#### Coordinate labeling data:
_ _ _ _
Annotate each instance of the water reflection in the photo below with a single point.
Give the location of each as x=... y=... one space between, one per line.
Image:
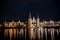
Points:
x=31 y=34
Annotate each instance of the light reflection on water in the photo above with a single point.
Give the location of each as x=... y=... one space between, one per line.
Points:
x=32 y=34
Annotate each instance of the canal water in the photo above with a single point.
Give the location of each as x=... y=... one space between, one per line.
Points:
x=30 y=34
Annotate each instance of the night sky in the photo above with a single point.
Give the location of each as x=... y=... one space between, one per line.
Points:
x=19 y=9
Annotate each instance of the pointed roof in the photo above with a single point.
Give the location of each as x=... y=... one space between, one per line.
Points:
x=30 y=14
x=38 y=15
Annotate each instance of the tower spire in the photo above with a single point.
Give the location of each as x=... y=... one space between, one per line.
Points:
x=38 y=15
x=30 y=14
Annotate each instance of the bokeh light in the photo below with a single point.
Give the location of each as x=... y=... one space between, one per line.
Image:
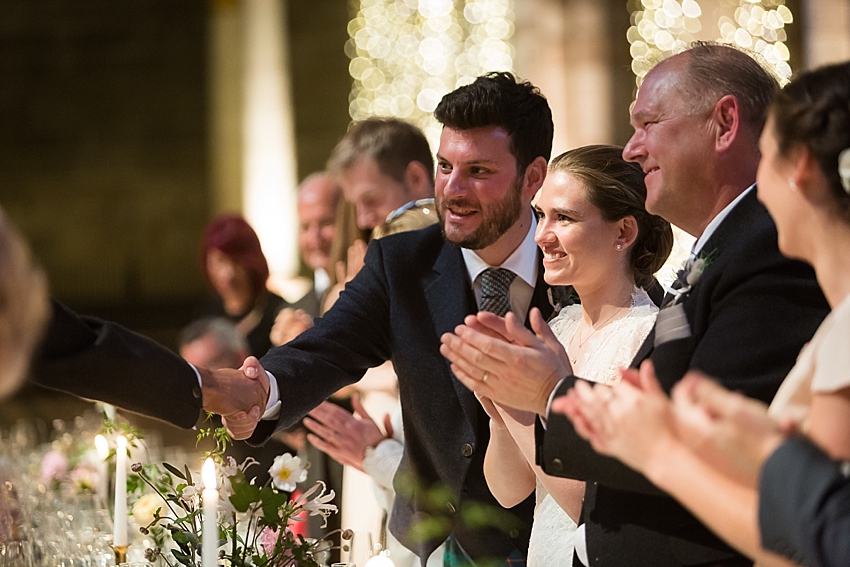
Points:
x=661 y=28
x=406 y=54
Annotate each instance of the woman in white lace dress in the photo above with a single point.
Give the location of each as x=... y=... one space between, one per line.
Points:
x=596 y=236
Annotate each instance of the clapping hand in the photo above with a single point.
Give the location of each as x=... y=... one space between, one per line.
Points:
x=635 y=422
x=632 y=420
x=288 y=324
x=730 y=431
x=342 y=435
x=239 y=396
x=498 y=358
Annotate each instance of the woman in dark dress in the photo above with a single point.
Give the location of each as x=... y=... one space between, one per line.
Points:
x=233 y=262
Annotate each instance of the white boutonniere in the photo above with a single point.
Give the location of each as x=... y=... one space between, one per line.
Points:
x=690 y=275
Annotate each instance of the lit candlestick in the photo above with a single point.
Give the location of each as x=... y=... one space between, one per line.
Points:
x=119 y=535
x=102 y=446
x=209 y=549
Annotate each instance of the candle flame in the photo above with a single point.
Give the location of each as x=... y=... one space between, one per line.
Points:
x=102 y=446
x=208 y=473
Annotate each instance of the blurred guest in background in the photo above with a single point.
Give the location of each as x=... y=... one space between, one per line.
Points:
x=233 y=262
x=23 y=307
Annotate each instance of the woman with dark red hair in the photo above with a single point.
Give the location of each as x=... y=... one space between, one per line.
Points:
x=233 y=262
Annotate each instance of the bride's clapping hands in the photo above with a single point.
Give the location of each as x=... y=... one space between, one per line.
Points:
x=632 y=420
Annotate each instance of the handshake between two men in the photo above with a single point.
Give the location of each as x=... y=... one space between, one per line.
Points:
x=240 y=396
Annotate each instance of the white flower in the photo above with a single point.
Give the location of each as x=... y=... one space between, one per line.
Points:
x=695 y=272
x=287 y=472
x=318 y=506
x=145 y=507
x=844 y=168
x=190 y=490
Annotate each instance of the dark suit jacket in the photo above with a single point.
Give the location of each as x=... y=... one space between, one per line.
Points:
x=804 y=505
x=103 y=361
x=749 y=315
x=414 y=287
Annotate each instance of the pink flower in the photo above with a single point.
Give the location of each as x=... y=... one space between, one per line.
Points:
x=54 y=465
x=268 y=540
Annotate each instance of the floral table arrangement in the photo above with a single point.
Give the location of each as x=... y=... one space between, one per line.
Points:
x=252 y=526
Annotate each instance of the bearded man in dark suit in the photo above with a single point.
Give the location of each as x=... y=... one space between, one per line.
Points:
x=740 y=311
x=415 y=286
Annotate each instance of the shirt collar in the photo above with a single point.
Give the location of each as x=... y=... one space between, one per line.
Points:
x=522 y=262
x=715 y=222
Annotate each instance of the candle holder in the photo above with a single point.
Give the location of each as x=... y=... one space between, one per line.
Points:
x=120 y=553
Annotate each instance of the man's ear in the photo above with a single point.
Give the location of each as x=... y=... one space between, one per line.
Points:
x=418 y=180
x=535 y=174
x=727 y=121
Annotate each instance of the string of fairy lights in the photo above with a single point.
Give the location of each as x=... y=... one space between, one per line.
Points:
x=406 y=54
x=661 y=28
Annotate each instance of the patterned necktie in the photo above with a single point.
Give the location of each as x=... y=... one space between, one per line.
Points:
x=495 y=283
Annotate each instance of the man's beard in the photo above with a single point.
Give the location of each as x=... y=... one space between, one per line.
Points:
x=498 y=218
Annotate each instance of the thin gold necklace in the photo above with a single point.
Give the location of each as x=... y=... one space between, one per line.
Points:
x=582 y=342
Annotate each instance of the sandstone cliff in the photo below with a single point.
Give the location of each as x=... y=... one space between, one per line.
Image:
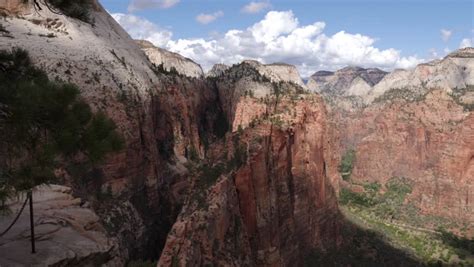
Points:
x=170 y=60
x=277 y=72
x=159 y=114
x=347 y=81
x=420 y=127
x=272 y=202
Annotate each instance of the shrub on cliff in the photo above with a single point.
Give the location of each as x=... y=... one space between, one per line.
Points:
x=43 y=123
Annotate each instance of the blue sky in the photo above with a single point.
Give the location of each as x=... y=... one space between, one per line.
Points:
x=411 y=28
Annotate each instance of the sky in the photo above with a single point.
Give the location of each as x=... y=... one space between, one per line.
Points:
x=312 y=35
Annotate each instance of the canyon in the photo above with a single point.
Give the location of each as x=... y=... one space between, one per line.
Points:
x=239 y=166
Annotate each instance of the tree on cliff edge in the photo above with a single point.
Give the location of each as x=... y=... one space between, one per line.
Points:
x=43 y=123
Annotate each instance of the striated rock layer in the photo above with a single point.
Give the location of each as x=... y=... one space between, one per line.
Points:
x=272 y=202
x=429 y=141
x=170 y=60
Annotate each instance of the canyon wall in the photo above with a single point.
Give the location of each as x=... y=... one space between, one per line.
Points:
x=272 y=207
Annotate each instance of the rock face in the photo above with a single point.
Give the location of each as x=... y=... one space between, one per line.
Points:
x=420 y=127
x=277 y=72
x=217 y=70
x=453 y=72
x=13 y=7
x=66 y=233
x=158 y=114
x=274 y=205
x=428 y=141
x=170 y=60
x=349 y=81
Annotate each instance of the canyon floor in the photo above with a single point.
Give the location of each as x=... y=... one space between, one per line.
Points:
x=246 y=165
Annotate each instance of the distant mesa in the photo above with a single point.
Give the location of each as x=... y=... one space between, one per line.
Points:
x=169 y=60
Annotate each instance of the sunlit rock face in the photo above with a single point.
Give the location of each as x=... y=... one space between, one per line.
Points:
x=170 y=60
x=419 y=126
x=347 y=81
x=273 y=208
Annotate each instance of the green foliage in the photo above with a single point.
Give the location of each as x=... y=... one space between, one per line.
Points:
x=347 y=161
x=161 y=69
x=348 y=197
x=400 y=93
x=400 y=225
x=79 y=9
x=43 y=122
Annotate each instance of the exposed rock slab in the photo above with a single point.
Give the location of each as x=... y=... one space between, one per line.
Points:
x=66 y=233
x=170 y=60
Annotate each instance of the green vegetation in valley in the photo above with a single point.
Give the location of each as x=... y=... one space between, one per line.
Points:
x=388 y=214
x=44 y=124
x=458 y=94
x=347 y=162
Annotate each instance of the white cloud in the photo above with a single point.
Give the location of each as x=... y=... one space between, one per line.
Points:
x=279 y=37
x=208 y=18
x=255 y=7
x=145 y=4
x=140 y=28
x=466 y=42
x=446 y=34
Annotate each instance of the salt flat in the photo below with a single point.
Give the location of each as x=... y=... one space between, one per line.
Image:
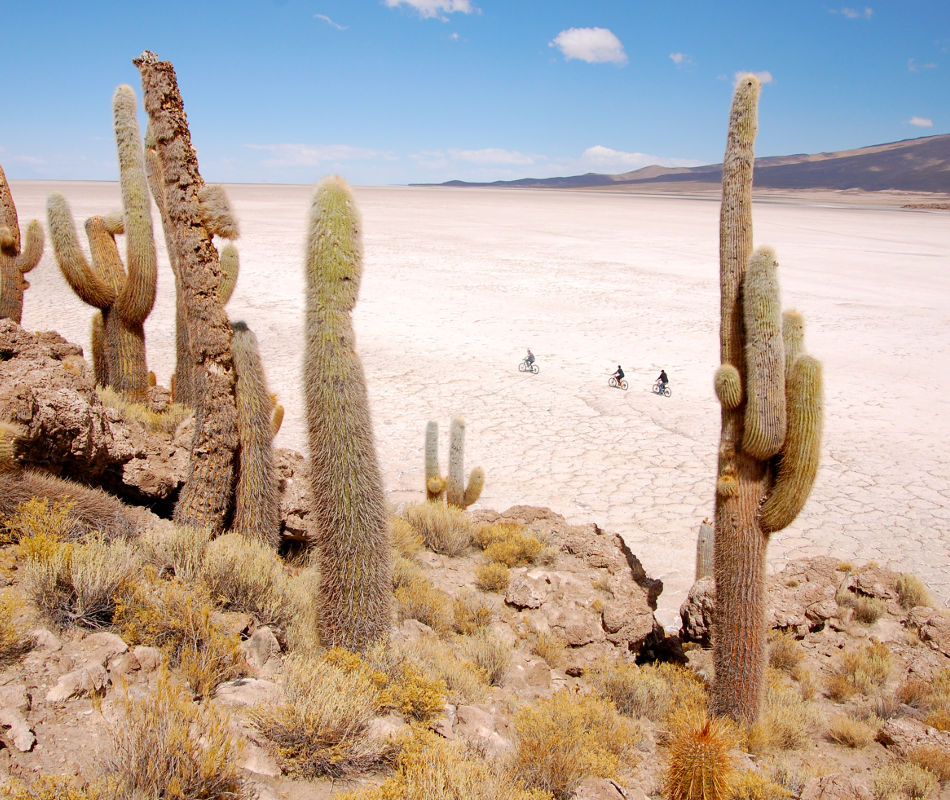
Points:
x=458 y=283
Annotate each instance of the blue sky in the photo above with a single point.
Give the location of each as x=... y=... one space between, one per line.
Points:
x=400 y=91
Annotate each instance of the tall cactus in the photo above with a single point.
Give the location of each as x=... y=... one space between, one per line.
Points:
x=15 y=260
x=771 y=425
x=206 y=496
x=123 y=296
x=352 y=538
x=451 y=486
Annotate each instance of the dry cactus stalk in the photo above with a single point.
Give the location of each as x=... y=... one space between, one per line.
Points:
x=206 y=496
x=15 y=261
x=256 y=498
x=352 y=537
x=771 y=426
x=124 y=297
x=452 y=486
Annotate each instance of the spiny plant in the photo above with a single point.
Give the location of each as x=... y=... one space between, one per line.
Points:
x=206 y=496
x=771 y=398
x=16 y=256
x=451 y=486
x=124 y=297
x=352 y=538
x=256 y=500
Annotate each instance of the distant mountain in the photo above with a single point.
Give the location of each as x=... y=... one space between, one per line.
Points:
x=911 y=165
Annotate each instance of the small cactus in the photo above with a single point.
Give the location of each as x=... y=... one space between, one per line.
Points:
x=16 y=258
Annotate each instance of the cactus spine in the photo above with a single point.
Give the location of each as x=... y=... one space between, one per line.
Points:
x=123 y=296
x=205 y=498
x=256 y=503
x=770 y=438
x=352 y=538
x=15 y=260
x=452 y=486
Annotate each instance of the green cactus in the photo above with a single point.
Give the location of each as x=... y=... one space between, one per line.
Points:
x=770 y=437
x=352 y=537
x=256 y=497
x=124 y=297
x=451 y=486
x=15 y=261
x=206 y=496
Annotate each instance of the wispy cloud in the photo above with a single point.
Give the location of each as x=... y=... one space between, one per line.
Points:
x=682 y=59
x=330 y=22
x=854 y=13
x=306 y=155
x=434 y=8
x=764 y=76
x=593 y=45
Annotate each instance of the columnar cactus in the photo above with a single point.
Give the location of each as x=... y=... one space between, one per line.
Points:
x=124 y=296
x=256 y=501
x=771 y=425
x=451 y=486
x=206 y=496
x=15 y=260
x=352 y=538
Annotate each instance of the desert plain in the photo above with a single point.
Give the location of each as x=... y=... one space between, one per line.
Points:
x=459 y=282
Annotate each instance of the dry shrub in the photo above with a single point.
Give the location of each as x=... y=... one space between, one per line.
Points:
x=470 y=614
x=933 y=758
x=550 y=646
x=489 y=652
x=851 y=732
x=562 y=739
x=868 y=610
x=444 y=528
x=903 y=780
x=492 y=577
x=429 y=767
x=785 y=651
x=15 y=639
x=178 y=552
x=420 y=599
x=322 y=727
x=911 y=591
x=860 y=671
x=178 y=619
x=167 y=746
x=156 y=421
x=76 y=583
x=246 y=575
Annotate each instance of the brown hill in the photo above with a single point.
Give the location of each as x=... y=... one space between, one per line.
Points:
x=911 y=165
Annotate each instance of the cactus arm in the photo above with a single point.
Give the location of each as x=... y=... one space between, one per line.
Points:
x=352 y=536
x=764 y=429
x=798 y=461
x=83 y=279
x=137 y=297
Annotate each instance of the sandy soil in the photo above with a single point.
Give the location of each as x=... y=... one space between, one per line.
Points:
x=459 y=282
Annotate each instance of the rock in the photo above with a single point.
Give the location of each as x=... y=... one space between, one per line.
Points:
x=17 y=730
x=837 y=787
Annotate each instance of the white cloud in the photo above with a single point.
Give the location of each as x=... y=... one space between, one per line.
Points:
x=854 y=13
x=305 y=155
x=606 y=159
x=764 y=76
x=593 y=45
x=330 y=22
x=434 y=8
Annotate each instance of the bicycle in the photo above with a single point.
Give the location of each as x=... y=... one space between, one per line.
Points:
x=528 y=366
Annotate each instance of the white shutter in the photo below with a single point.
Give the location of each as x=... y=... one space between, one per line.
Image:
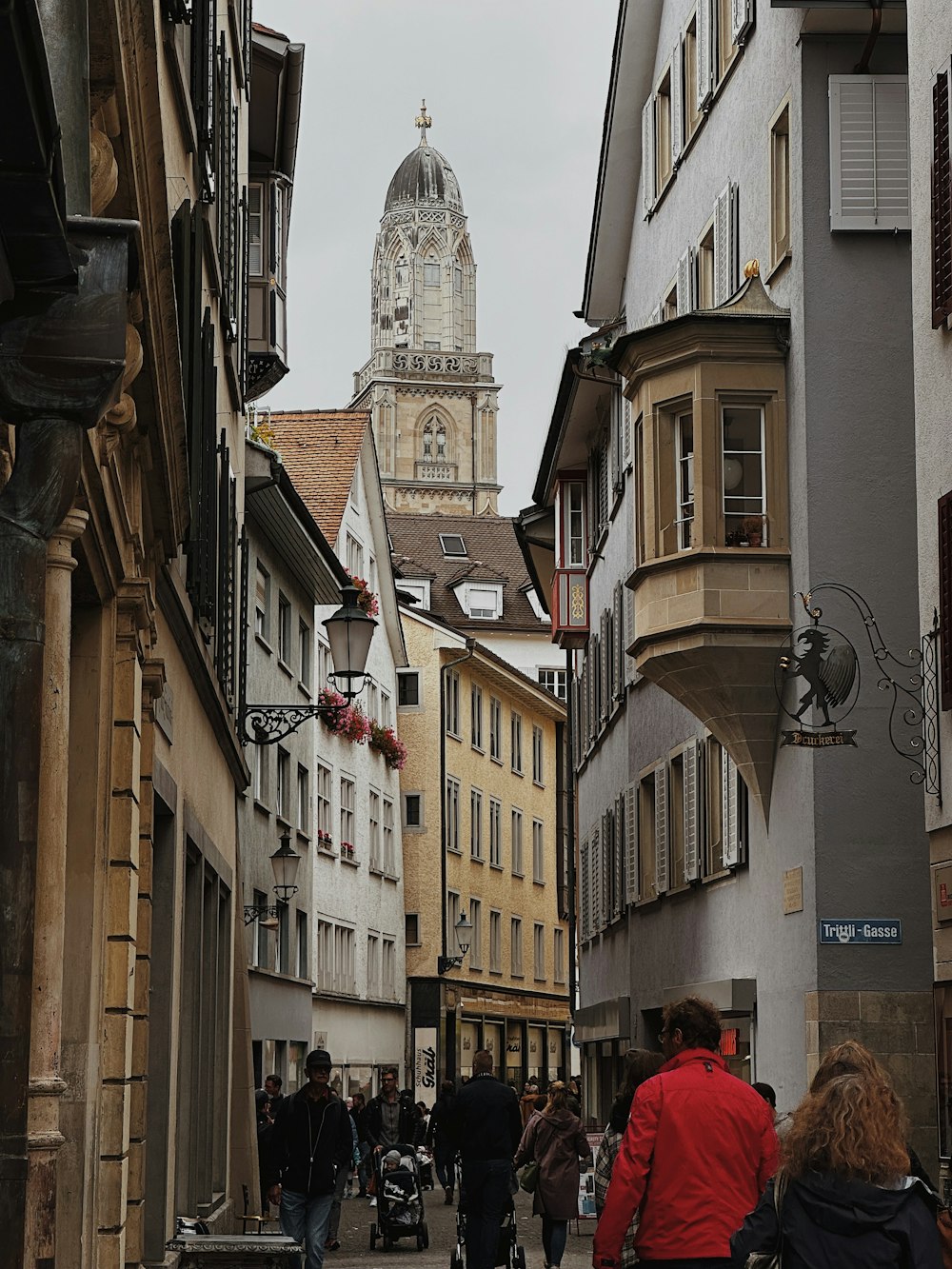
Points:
_ _ _ _
Change "rock" to "boulder" in the entries from the line with "Annotate each instance of the rock in" to the line with "x=837 y=787", and reproduce those lines with nothing else altered.

Annotate each instance of the boulder in the photo above with a single point.
Give the location of each as x=... y=... one space between, one per line.
Points:
x=17 y=730
x=837 y=787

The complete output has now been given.